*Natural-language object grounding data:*

****

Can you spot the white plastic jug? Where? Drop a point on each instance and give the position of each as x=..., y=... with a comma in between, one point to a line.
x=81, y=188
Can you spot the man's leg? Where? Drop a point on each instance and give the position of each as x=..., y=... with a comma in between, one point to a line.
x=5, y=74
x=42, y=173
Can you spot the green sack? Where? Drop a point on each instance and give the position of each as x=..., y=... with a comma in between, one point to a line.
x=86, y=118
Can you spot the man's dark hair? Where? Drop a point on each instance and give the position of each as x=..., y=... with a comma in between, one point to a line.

****

*WHAT YOU SHOULD DO:*
Make an exact copy of every entry.

*ANSWER FOR THE TASK:*
Can you spot the white plastic jug? Where? Drop a point on each instance and give the position of each as x=..., y=... with a comma in between, one point to a line.
x=81, y=188
Can you spot the man's leg? Where? Drop a point on each instance and give the position of each as x=..., y=... with a comma in between, one point to a line.
x=5, y=74
x=42, y=173
Can you spot the green sack? Where? Drop a point on each instance and give the position of each as x=..., y=... with a comma in between, one point to a line.
x=86, y=118
Can you spot the man's dark hair? Where? Drop a point on each instance and give the position of each as x=..., y=... with a comma in between, one point to a line.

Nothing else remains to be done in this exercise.